• _AUSGANGSTEXT_:
***

Trotz aller Vorsicht blieb die Geburt eine Herausforderung: Eines der Kinder erlitt nach der Entbindung eine Hirnblutung und wurde besonders intensiv medizinisch betreut. „Wir wissen, dass solche Komplikationen bei Frühgeburten leider vorkommen können – gerade auch bei einem fetofetalen Transfusionssyndrom“, sagt Dr. Gerald Nachtrodt, Chefarzt der Kinderklinik. „Umso wichtiger ist es, dass die Kinder sofort nach der Geburt durch erfahrene Neonatologen versorgt werden. Glücklicherweise geht es dem betroffenen Mädchen mittlerweile sehr gut.“ Aber es stehen nicht nur die Neugeborenen im Fokus: „Ein wesentlicher Teil unserer Arbeit besteht auch in der Schulung der Eltern“, so der Kinderarzt.
Um Eltern in solchen herausfordernden Situationen zusätzlich zu stärken, bietet Christina Högel, Familien-, Gesundheits- & Kinderkrankenpflegerin in den Kliniken Böblingen, seit Mitte des Jahres eine wöchentliche Elternschulung an. „Dort können wir noch intensiver auf die Fragen der Eltern eingehen und ihnen Sicherheit geben. Die Schulungen sind das i-Tüpfelchen unserer ohnehin schon sehr guten pflegerischen Versorgung“, erklärt Högel.

***

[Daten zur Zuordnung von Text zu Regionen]
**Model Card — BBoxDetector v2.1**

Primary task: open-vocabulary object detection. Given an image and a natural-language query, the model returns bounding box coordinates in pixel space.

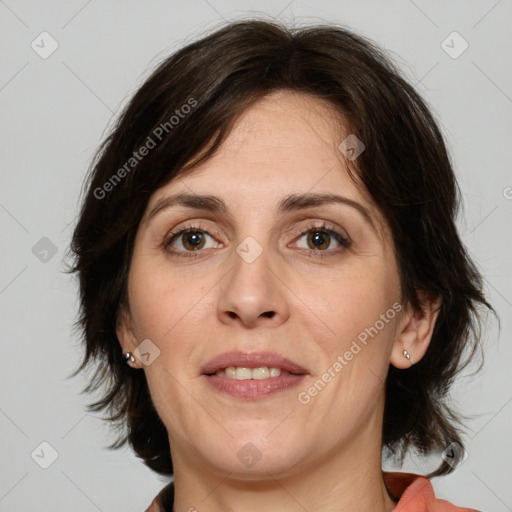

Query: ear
[390,291,441,369]
[116,306,142,368]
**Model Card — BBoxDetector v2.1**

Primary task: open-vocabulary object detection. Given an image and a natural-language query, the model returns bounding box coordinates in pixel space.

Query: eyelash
[162,223,352,258]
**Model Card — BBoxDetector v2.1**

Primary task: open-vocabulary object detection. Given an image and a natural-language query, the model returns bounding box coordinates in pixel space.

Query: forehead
[144,91,380,236]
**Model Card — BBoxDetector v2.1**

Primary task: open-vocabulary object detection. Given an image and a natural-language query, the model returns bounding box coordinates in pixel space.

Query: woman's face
[118,92,410,478]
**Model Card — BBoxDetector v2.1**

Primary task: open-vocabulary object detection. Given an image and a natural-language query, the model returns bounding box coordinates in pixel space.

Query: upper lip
[201,351,308,375]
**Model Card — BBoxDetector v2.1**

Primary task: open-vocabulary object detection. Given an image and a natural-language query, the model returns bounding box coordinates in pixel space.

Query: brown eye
[181,231,205,251]
[308,231,331,250]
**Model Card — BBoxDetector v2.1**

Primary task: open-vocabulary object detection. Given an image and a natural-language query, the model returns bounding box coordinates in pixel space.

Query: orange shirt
[145,471,479,512]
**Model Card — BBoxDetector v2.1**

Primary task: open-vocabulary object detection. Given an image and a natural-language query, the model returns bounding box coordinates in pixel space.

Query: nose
[218,246,289,328]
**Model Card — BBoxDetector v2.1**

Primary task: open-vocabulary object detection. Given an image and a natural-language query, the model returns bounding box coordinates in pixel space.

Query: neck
[171,404,396,512]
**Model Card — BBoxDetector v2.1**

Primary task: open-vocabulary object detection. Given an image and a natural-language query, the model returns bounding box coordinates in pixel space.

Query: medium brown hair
[66,19,494,476]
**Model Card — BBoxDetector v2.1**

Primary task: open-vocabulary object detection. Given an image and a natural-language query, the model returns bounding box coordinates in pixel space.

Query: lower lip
[205,374,306,400]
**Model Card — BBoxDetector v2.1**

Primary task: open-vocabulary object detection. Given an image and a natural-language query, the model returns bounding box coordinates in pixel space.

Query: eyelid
[164,220,352,257]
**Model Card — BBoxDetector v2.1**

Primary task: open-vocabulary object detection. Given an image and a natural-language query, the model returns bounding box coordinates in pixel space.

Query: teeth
[215,366,290,380]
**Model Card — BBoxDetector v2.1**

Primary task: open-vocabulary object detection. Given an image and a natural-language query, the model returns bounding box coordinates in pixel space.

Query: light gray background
[0,0,512,512]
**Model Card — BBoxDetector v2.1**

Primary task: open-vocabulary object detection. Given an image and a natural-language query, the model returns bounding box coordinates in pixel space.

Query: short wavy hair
[68,19,494,476]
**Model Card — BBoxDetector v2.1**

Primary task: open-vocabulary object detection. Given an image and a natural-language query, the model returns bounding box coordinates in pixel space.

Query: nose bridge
[218,234,288,326]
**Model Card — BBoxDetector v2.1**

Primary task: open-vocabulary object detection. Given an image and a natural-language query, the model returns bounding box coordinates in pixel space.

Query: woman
[68,20,492,512]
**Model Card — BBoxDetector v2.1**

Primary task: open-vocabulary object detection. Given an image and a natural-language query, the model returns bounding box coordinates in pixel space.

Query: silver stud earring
[123,352,135,365]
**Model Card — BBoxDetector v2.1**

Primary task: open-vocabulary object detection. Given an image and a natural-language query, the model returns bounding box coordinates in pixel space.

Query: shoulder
[383,472,478,512]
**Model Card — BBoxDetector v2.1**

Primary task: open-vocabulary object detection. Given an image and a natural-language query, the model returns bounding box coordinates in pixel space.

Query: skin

***

• _ZIEL DER AUFGABE_:
Führen Sie den Ausgangstext über die Versorgung der Frühgeborenen und die Elternschulung im Anschluss an seinen letzten Satz fort.

• _ERGEBNIS DER AUFGABE_:
Auch die junge Mutter blickt voller Dankbarkeit zurück: „Es war manchmal beängstigend zu wissen, wie riskant diese Schwangerschaft ist – und als die Ärzte plötzlich sagten, dass wir sofort entbinden müssen, war ich natürlich voller Sorge. Aber ich habe mich in Böblingen von Anfang an sehr gut aufgehoben gefühlt und wir sind mit den Pflegekräften und Ärzten fast wie eine kleine Familie zusammengewachsen. Dass meine drei Kinder nun gesund sind, ist für uns das größte Glück.“
Die Drillinge wurden direkt nach der Geburt auf die Kinderintensivstation verlegt. Dort überwachen spezialisierte Teams rund um die Uhr ihre Entwicklung. Nach den aufregenden ersten Wochen steht nun der nächste große Moment bevor: Am vergangenen Mittwoch durften die drei Geschwister gemeinsam mit ihrer Mutter nach Hause. Für die Familie beginnt damit eine neue, aufregende Zeit des Kennenlernens – und für die Klinik bleibt diese Geburt ein Ereignis, das in seiner Einzigartigkeit noch lange in Erinnerung bleiben wird.